• [TEXT EXCERPT]
Health workers dispatched to a neighborhood in Liberia’s capital Monrovia removed the bodies of two Ebola victims who could go no further and dropped dead on the street four days ago in the Clara Town neighborhood. No one would take them to hospital. No one wanted to pick them up for proper disposal.
And it’s not clear if that would have helped. Monrovia’s overcrowded and understaffed Elwa Hospital last week turned away suspected Ebola cases. Without isolation, there’s a good chance that the infection – which is lethal in about 60 percent of cases – could spread. The manpower problem got worse last week when international volunteer groups pulled out.
Two of the most extreme cases are those of US Doctor Kent Brantly and aid worker Nancy Writebol, both of whom contracted the Ebola virus. Brantly was brought to the US in a special airplane with an isolation tent, and taken to Emory University Hospital in Atlanta for treatment. The same airplane is going back to pick up Writebol on Tuesday. They are the first Ebola patients on US soil, and it’s hoped that Emory’s proximity and history of cooperation with the US Centers for Disease Control will lead to increased experience to combat Ebola.
The manpower shortage will ease a little, as the United States has announced plans to send at least 50 health care experts to West Africa to fight the Ebola Outbreak. Ebola has killed at least 826 people in Liberia, Sierra Leone, and Guinea.

• [DATA SUPPLIED]
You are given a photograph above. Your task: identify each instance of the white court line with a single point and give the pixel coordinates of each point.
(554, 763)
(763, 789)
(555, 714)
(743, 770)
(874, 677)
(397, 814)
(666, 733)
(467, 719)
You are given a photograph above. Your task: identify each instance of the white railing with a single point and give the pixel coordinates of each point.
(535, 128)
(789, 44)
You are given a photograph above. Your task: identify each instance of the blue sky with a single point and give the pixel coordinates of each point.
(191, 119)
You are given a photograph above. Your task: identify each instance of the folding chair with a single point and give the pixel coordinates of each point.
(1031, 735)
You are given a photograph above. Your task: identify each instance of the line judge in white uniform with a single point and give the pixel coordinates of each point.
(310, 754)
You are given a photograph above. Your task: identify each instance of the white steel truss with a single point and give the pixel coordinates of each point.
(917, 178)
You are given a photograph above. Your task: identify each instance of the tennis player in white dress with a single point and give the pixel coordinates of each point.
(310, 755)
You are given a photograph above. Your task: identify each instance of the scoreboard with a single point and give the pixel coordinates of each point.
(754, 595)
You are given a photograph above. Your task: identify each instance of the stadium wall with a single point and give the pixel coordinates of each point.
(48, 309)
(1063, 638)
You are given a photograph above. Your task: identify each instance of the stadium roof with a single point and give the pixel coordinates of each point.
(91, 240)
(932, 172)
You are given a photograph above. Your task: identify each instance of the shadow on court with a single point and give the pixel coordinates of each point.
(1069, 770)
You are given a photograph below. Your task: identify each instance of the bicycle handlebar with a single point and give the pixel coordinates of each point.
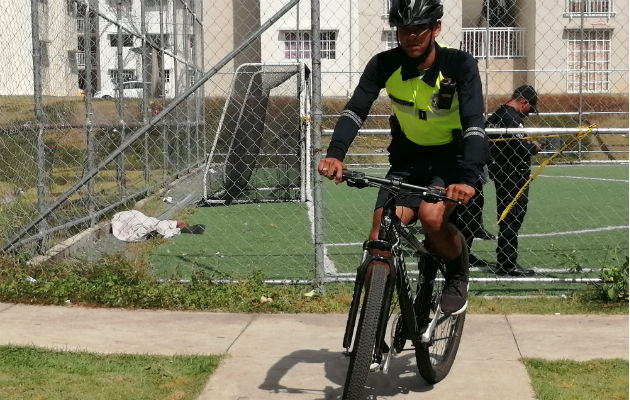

• [AIM OF THE EXERCISE] Please repeat everything in the Ebola text from "And it’s not" down to "to combat Ebola.", substituting "aircraft" for "airplane".

• [RESPONSE TO THE EXERCISE]
And it’s not clear if that would have helped. Monrovia’s overcrowded and understaffed Elwa Hospital last week turned away suspected Ebola cases. Without isolation, there’s a good chance that the infection – which is lethal in about 60 percent of cases – could spread. The manpower problem got worse last week when international volunteer groups pulled out.
Two of the most extreme cases are those of US Doctor Kent Brantly and aid worker Nancy Writebol, both of whom contracted the Ebola virus. Brantly was brought to the US in a special aircraft with an isolation tent, and taken to Emory University Hospital in Atlanta for treatment. The same aircraft is going back to pick up Writebol on Tuesday. They are the first Ebola patients on US soil, and it’s hoped that Emory’s proximity and history of cooperation with the US Centers for Disease Control will lead to increased experience to combat Ebola.